▶ Selected passage
________________________________________
Cholinergic and GABAergic metabolisms are also affected by Al. In a model of 4 week administration of Al to rats, a severe impairment of cognitive functions was associated with a decrease in acetylcholine synthesis, degradation, and decreased muscarinic acetylcholine receptors (Julka et al. 1995). Al exposure in rats caused a significant increase in the excitatory aminoacids glutamine and glutamate, accompanied by a decrease in GABA content, suggesting a role for this metal in glutamate-mediated excitotoxic neuronal injury (El-Rahman 2003; Nayak and Chatterjee 2003). Serotonine is a key neurotransmiter involved in eating, sleeping, behavior and neuroendocrine functions. Low serotonine levels have been associated with cholinergic hypofunction. Al intoxication causes a decrease in serotonine levels and its deaminated derivative, 5-hydroxyindole acetic acid in brain cortex and hippocampus (Kumar 2002). These alterations could be due to the loss of cholinergic input which normally inhibits serotonine release (Hortnagl et al. 1987), and/or to the activation of the enzyme monoaminooxidase, responsible for 5-hydroxyindole acetic acid generation, which is activated by Al (Zatta et al. 1998, 1999).
Limited information is available on the effects of Al on neurotransmitter release. Short-term exposure to Al depressed acetylcholine release from differentiated SN56 cells, while long-term incubations doubled the release of this neurotransmitter (Jankowska et al. 2000). In synaptosomes, Al inhibited pyruvate-supported calcium-evoked acetylcholine release and partially reversed the effects of verapamil on the inhibition of acetylcholine release (Bielarczyk et al. 1998). GABA synaptosomal release and uptake is also inhibited by Al as a result of the inhibition of calcium/calmodulin-dependent calcineurin activity (Cordeiro et al. 2003). Given that calcium plays a central role in neurotransmitter release, alterations in calcium metabolism and/or utilization could be a central mechanism in Al neurotoxicity.
________________________________________
▶ Exercise brief
Please write out the passage on Al and neurotransmitters word for word, from "Limited information is" to "in Al neurotoxicity.".
________________________________________
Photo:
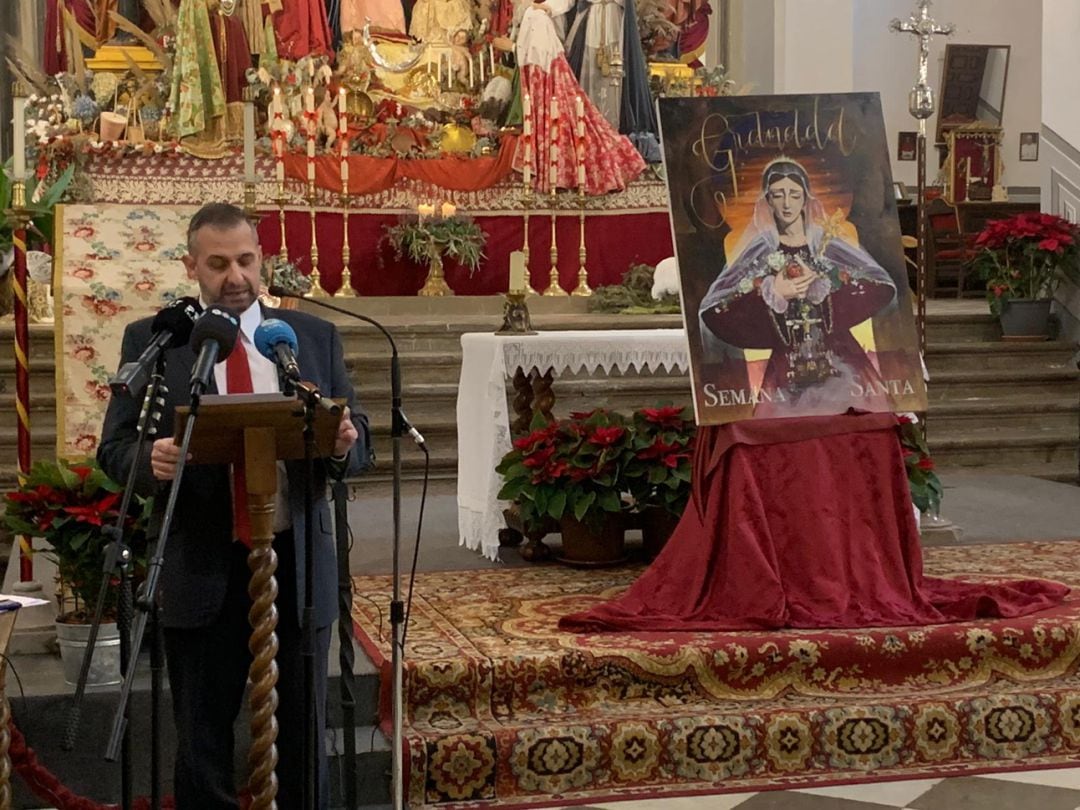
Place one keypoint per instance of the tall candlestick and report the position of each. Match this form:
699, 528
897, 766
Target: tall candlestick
________________________________________
▶ Exercise solution
Limited information is available on the effects of Al on neurotransmitter release. Short-term exposure to Al depressed acetylcholine release from differentiated SN56 cells, while long-term incubations doubled the release of this neurotransmitter (Jankowska et al. 2000). In synaptosomes, Al inhibited pyruvate-supported calcium-evoked acetylcholine release and partially reversed the effects of verapamil on the inhibition of acetylcholine release (Bielarczyk et al. 1998). GABA synaptosomal release and uptake is also inhibited by Al as a result of the inhibition of calcium/calmodulin-dependent calcineurin activity (Cordeiro et al. 2003). Given that calcium plays a central role in neurotransmitter release, alterations in calcium metabolism and/or utilization could be a central mechanism in Al neurotoxicity.